*PROBLEM TO SOLVE:* Copy the following records word for word, everything from the line that contains "Precision-ag module: please detect the stainless steel oven" down to the line that contains "xmin=245 ymin=212 xmax=303 ymax=294", with both of those lines included.

Data items:

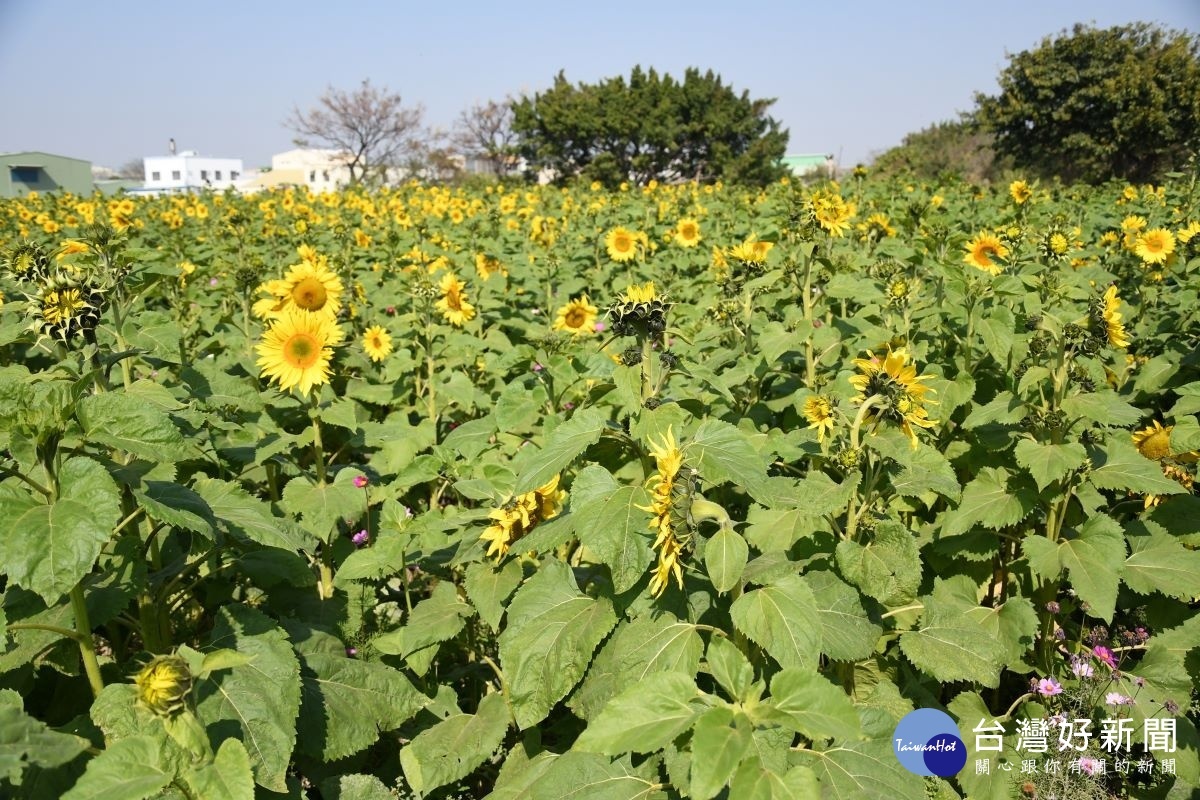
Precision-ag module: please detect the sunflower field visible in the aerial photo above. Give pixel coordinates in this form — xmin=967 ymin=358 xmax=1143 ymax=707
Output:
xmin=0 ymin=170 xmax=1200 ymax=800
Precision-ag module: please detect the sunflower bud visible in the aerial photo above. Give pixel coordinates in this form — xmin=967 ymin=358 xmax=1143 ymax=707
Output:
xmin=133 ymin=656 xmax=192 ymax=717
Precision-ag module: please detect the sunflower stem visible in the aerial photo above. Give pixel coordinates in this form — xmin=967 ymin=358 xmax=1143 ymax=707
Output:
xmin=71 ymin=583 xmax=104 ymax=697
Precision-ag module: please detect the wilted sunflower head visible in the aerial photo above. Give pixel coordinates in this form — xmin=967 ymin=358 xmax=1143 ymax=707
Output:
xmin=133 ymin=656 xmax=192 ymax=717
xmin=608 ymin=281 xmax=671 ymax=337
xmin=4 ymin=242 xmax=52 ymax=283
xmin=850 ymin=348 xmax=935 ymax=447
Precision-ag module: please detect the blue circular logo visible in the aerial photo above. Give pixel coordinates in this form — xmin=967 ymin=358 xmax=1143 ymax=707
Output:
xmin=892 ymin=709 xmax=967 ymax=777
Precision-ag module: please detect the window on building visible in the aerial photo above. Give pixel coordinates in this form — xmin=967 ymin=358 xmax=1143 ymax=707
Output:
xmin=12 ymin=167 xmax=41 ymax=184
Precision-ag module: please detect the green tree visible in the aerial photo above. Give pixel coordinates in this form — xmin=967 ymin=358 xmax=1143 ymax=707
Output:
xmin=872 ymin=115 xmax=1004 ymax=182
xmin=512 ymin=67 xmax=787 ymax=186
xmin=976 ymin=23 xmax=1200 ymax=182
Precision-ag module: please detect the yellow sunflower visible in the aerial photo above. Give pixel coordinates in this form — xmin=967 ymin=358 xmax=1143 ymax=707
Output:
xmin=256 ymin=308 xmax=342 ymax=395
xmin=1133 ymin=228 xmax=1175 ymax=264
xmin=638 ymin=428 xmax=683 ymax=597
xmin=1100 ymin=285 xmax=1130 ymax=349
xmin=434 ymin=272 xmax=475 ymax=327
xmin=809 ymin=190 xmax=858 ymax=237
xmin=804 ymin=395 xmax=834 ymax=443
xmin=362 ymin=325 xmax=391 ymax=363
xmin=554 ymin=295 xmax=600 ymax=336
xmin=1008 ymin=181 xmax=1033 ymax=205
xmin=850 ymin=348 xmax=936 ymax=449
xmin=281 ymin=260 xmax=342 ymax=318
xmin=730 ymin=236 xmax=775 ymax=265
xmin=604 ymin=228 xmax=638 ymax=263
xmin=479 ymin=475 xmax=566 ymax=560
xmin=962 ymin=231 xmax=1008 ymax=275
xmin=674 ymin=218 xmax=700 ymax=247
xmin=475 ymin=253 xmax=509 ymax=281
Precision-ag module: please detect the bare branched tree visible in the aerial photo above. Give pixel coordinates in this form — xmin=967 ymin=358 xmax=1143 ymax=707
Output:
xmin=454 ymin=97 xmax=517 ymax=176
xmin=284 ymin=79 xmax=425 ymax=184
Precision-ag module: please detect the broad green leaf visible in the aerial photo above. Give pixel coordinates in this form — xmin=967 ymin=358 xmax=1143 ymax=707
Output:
* * *
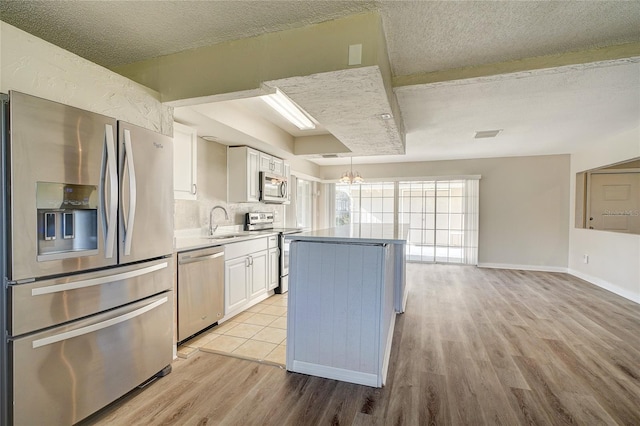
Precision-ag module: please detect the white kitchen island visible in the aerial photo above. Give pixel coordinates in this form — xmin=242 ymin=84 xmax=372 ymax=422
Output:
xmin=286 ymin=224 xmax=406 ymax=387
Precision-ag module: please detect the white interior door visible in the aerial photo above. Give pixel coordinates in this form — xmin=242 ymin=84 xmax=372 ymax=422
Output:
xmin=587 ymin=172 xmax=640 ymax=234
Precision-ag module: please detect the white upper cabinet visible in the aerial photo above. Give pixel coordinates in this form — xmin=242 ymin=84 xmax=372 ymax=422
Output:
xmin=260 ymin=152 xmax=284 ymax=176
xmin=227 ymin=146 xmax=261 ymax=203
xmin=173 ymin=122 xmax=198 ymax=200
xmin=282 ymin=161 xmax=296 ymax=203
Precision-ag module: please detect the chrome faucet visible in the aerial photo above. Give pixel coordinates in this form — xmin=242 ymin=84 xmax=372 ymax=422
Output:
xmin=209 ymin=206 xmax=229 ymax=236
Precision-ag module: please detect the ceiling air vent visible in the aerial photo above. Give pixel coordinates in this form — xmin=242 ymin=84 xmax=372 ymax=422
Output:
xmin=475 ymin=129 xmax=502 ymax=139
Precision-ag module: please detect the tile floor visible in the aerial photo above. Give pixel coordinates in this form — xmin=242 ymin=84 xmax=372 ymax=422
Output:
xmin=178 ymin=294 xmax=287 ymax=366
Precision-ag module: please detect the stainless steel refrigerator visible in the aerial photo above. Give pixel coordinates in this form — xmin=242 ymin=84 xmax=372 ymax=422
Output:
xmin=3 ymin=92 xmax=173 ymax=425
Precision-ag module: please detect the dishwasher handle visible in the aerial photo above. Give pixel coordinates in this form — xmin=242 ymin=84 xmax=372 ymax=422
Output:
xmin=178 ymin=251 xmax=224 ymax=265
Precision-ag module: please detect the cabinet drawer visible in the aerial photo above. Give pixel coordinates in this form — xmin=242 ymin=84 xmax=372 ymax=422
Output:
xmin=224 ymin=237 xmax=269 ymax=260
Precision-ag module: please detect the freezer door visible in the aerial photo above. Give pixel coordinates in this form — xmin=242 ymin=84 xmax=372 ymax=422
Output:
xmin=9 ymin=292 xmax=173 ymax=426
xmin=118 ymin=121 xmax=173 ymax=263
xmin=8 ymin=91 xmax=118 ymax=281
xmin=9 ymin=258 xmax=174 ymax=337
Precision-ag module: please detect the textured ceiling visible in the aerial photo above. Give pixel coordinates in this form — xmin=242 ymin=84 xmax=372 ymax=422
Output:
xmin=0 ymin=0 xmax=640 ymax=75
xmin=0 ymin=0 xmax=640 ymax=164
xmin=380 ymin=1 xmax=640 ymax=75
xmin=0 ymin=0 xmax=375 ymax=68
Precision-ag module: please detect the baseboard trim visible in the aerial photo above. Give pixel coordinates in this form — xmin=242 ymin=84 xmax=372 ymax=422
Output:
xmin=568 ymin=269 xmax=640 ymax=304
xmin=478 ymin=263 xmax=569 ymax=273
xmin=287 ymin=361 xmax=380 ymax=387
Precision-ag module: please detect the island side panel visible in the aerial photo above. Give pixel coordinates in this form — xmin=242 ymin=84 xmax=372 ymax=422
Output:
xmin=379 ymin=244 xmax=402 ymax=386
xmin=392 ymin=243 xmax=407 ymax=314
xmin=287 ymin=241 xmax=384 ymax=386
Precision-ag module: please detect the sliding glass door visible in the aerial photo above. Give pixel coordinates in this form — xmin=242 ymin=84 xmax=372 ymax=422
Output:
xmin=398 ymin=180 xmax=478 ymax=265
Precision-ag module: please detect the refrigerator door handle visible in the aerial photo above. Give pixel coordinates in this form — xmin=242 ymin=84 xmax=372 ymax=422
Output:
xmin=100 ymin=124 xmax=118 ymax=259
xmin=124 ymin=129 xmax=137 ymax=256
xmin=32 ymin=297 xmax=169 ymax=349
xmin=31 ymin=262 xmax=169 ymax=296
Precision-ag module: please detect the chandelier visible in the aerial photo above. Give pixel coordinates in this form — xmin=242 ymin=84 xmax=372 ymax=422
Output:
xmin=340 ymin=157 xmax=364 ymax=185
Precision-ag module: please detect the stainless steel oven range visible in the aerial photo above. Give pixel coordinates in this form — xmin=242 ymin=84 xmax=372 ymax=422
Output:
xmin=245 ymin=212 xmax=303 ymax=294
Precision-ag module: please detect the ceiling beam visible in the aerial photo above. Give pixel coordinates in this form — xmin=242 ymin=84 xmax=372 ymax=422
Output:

*COMPLETE RESPONSE:*
Precision-ag module: please detect the stainless steel oven range visible in the aerial photo above. Give pixel coordinates in this form — xmin=242 ymin=84 xmax=372 ymax=422
Output:
xmin=245 ymin=212 xmax=303 ymax=294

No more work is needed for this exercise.